+++ Information given
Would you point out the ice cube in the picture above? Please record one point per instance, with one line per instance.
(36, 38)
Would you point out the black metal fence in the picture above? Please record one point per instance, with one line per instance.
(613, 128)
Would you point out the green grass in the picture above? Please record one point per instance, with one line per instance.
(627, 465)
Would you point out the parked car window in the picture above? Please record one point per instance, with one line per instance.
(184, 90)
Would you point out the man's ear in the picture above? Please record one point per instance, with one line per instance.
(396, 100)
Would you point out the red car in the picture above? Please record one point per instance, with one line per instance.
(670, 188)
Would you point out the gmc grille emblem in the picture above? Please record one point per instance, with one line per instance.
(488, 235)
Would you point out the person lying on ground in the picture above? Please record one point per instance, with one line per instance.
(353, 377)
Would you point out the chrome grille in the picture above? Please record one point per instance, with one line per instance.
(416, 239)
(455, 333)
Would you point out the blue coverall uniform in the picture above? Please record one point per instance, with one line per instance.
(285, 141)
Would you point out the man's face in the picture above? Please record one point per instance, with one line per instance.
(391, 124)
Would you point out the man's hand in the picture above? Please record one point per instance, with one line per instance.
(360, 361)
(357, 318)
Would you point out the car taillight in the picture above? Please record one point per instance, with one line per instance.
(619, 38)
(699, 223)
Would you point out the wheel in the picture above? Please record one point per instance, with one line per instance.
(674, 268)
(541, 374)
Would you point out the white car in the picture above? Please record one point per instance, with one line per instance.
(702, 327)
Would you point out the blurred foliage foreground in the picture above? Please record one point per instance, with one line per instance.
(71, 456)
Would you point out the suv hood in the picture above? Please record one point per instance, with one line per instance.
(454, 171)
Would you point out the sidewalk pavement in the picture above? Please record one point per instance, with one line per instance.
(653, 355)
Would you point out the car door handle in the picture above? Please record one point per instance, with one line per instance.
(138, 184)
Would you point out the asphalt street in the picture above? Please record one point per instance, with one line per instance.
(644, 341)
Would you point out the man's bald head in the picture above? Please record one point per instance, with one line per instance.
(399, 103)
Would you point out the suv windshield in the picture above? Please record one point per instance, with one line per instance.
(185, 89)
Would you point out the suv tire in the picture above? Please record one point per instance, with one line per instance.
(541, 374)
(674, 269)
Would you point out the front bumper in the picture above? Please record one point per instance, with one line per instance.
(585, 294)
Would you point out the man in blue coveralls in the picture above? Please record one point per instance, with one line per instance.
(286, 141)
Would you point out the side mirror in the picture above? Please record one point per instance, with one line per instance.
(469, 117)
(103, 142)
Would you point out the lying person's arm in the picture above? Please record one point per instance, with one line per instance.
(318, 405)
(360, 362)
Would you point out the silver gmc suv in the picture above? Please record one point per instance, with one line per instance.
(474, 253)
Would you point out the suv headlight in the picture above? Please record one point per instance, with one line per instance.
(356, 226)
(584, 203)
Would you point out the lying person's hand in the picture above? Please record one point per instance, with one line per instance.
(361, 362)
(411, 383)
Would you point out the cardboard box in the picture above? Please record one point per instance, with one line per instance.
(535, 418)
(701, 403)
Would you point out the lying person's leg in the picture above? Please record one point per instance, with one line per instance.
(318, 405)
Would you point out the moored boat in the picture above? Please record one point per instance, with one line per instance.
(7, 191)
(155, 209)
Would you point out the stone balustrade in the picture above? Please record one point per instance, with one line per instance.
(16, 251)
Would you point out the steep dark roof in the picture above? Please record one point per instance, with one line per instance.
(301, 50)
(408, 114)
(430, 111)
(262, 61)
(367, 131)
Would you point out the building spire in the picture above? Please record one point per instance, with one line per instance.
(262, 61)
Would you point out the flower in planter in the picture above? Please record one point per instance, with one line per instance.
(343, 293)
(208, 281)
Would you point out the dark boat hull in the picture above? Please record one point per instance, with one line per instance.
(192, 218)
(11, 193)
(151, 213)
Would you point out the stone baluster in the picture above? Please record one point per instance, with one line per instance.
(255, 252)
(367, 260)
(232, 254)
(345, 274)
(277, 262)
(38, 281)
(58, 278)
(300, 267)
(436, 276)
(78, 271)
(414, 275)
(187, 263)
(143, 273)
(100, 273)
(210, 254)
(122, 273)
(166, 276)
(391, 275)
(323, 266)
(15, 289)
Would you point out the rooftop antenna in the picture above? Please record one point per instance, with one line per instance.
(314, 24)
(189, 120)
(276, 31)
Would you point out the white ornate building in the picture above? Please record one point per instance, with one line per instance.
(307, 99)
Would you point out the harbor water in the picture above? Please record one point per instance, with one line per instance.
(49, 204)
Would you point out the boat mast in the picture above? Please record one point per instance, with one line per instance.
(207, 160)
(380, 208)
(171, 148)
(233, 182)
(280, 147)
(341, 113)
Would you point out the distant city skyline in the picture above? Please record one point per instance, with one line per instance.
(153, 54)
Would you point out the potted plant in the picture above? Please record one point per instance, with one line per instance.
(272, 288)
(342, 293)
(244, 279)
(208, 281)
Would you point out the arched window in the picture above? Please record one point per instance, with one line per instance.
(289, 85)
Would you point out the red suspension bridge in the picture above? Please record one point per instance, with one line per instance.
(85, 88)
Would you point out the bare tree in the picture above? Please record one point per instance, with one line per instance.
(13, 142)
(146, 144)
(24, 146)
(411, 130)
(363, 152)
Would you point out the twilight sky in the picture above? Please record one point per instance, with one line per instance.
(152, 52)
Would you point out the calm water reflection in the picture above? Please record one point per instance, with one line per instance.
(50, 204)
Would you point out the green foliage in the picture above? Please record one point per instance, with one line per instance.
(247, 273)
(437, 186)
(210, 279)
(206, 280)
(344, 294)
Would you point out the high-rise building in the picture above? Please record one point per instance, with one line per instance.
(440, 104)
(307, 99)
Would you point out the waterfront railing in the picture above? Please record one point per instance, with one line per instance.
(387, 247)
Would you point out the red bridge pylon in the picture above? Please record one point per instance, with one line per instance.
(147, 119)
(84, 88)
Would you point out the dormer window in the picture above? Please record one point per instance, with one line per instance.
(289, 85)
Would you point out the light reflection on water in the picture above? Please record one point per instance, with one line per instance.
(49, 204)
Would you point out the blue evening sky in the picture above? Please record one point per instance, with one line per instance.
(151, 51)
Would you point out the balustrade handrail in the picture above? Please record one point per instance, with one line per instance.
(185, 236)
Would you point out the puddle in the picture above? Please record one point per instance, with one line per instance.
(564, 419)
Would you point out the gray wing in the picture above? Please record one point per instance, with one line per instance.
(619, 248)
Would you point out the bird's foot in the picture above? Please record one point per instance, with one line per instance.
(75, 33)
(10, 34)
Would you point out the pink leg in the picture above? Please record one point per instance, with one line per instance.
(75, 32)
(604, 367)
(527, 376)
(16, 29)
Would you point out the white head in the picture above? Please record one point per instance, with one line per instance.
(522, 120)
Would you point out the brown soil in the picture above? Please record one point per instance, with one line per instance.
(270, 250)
++++++
Print all of the entries exactly as they are written.

Would you point out the ice cube in the picture above? Please record one point per instance, with one line per instance.
(36, 38)
Would you point out the black metal fence in the picture above? Please record one point per instance, with one line per instance.
(613, 128)
Would you point out the green grass in the picture above? Please record one point per instance, with one line per instance.
(627, 465)
Would you point out the parked car window in the picture above? Please record one point per instance, with one line per instance.
(184, 90)
Would you point out the man's ear in the picture above? Please record one point per instance, with one line per instance.
(396, 100)
Would you point out the red car in the picture above? Please record one point per instance, with one line per instance.
(670, 188)
Would you point out the gmc grille emblem in the picture above? Please record one point per instance, with one line per instance.
(488, 235)
Would you point out the person lying on ground in the picture above? Please record one point per instance, with one line per instance.
(353, 377)
Would you point out the chrome grille in the picture above? Please record one point per instance, with one line per instance.
(416, 239)
(455, 333)
Would you point out the blue coverall uniform in the picture above? Please record one point per instance, with one line per instance.
(285, 141)
Would you point out the man's face in the picture above? Please record one point per instance, with one line per instance.
(391, 124)
Would you point out the man's hand in the picture above? Please record one point per instance, with one line per instance.
(360, 361)
(357, 318)
Would you point out the car taillight in the picture above? Please record one point per instance, with one line per instance.
(619, 38)
(699, 223)
Would you point out the wheel in the picture above? Please record one point per instance, with one line per instance.
(674, 268)
(541, 374)
Would you point out the white car in the picture above? Please record one point per instance, with one line per instance.
(702, 327)
Would you point out the blurred foliage foreground in the picture above? Please record one point per instance, with one line per instance.
(71, 456)
Would you point out the suv hood in the picture above? Please record one point per instance, with one line per instance.
(454, 171)
Would you point out the sidewalk pavement in the picture above? Please record one point per instance, with one line per instance.
(653, 355)
Would you point out the car door handle in the picture above? Please record one point per instance, with one line per instance.
(138, 184)
Would you point out the asphalt street in the picture above? Please record one point per instance, with one line per instance.
(644, 341)
Would you point out the man's bald head in the picture above? Please record one point per instance, with one line per instance.
(399, 103)
Would you point out the suv windshield in the picture above? Please record one point per instance, with one line per instance.
(185, 89)
Would you point out the suv tire in the picture above? Please record one point per instance, with one line per instance.
(541, 374)
(674, 269)
Would you point out the front bumper in the picture above? Please record one point per instance, with one line per instance.
(585, 294)
Would you point out the man in blue coveralls in the picture above? Please record one point per instance, with one line per instance.
(286, 141)
Would you point out the side mirror in the picture above? Please record one point per instance, with one line per instance.
(469, 117)
(103, 142)
Would you point out the lying person's arm in the picture above? Please record one point per instance, with one line per instance.
(318, 405)
(360, 362)
Would you point out the silver gmc suv in the picture above? Please record one point per instance, with one line per instance.
(474, 253)
Would you point out the suv headlight in the picture above? Please record one point per instance, with one line per instance.
(356, 226)
(584, 203)
Would you point out the lying person's hand in the picture above? Please record one point per instance, with one line per instance.
(361, 362)
(411, 383)
Would you point out the cardboard box in the picture above? Please record one point per instance, with one line per instance.
(535, 418)
(701, 403)
Would you point out the lying person's leg in the picture above? Please record one point per instance, with one line per instance.
(318, 405)
Would you point out the moored boat in the picture above? Please record one point per instance, with one line per instance.
(7, 191)
(155, 209)
Would you point out the stone balustrade in the picture above? Please record one point per instance, with one line per instance.
(16, 251)
Would you point out the steep dark roof in the picture above? Please record one point per instance, with one line per instance.
(301, 50)
(408, 114)
(430, 111)
(262, 61)
(367, 131)
Would you point out the building spire in the picture above? Please record one point per instance, with one line per instance.
(262, 61)
Would you point out the flower in planter in the picture above? Please record one point per instance, with one line per instance.
(343, 293)
(208, 281)
Would you point out the dark boat hull in the picture above? Please record one point per instance, with one line per instance.
(192, 218)
(11, 193)
(151, 213)
Would you point out the stone baluster in the picture above? Please record one point per instance, with one line per instance.
(255, 252)
(367, 260)
(232, 254)
(345, 274)
(277, 262)
(38, 281)
(58, 278)
(300, 267)
(436, 276)
(78, 271)
(414, 275)
(187, 263)
(143, 273)
(100, 273)
(210, 254)
(122, 273)
(166, 276)
(391, 275)
(323, 266)
(15, 289)
Would you point out the rooftop antenna in the picture above? Please record one point per instance, with one line per instance.
(314, 24)
(189, 120)
(276, 31)
Would you point out the white ornate building in the picture above? Please record one point per instance, with one line per instance.
(307, 99)
Would you point out the harbor water in the picture above? Please record one point per instance, with one line per instance.
(49, 204)
Would you point out the boat mast in the picture above? Please record one point per instance, with one line per instance.
(207, 160)
(380, 208)
(171, 148)
(233, 182)
(280, 147)
(341, 113)
Would you point out the distant city skyline in the picture above? Please record one point per instance, with one line per instance.
(153, 54)
Would you point out the potted plant in the picture above? Please record one point per instance, with one line per instance.
(272, 288)
(342, 293)
(244, 279)
(208, 281)
Would you point out the arched window in the picture above? Please record one point per instance, with one line per instance.
(289, 85)
Would you point out the red suspension bridge in the picture above? Please record one point per instance, with one line per instance.
(85, 88)
Would you point out the bare tree in the picture above? Please record one point per instance, with one line per instance.
(13, 142)
(146, 144)
(24, 146)
(411, 130)
(363, 152)
Would you point out the twilight sky in the picture above? Please record one point per instance, with one line per instance.
(152, 52)
Would you point out the calm water reflection in the picture above? Please record one point per instance, with one line per instance.
(50, 204)
Would you point out the green foliage in the picture above? Please record one point per instance, with one line per instance.
(247, 273)
(437, 186)
(210, 279)
(206, 280)
(344, 294)
Would you point out the high-rise building in the picture above? Please record one point per instance, with one line per instance.
(440, 104)
(307, 99)
Would you point out the waterfront railing in the picture above? Please record one point per instance, with one line per instance.
(387, 247)
Would you point out the red bridge pylon in the picture above? Please record one point per instance, with one line per instance.
(147, 119)
(84, 88)
Would you point out the dormer window in the picture above? Please record one point per instance, with one line per instance.
(289, 85)
Would you point out the light reflection on water in the picture above? Please record one point per instance, with one line per instance.
(49, 204)
Would you point out the blue evening sky in the picture above? Please record one point per instance, with one line per instance.
(151, 51)
Would you point out the balustrade handrail in the picture above? Please record one point per instance, with one line per instance.
(185, 236)
Would you point out the puddle in the picture above? Please record one point per instance, with one line per instance.
(564, 419)
Would you point out the gray wing in the picture above? Please record one point per instance, with one line per instance.
(619, 248)
Would you point out the bird's foot in the picture above? Please record one point per instance, with one line per instance.
(75, 33)
(10, 34)
Would you point out the pink leg in the picture above? Please record one point per instance, with one line per instance.
(75, 32)
(604, 367)
(527, 376)
(16, 29)
Would you point out the white head in the picture above? Please record one point per instance, with one line per instance.
(522, 120)
Would you point out the brown soil in the picture above? Please record one point per instance, with one line per instance.
(270, 250)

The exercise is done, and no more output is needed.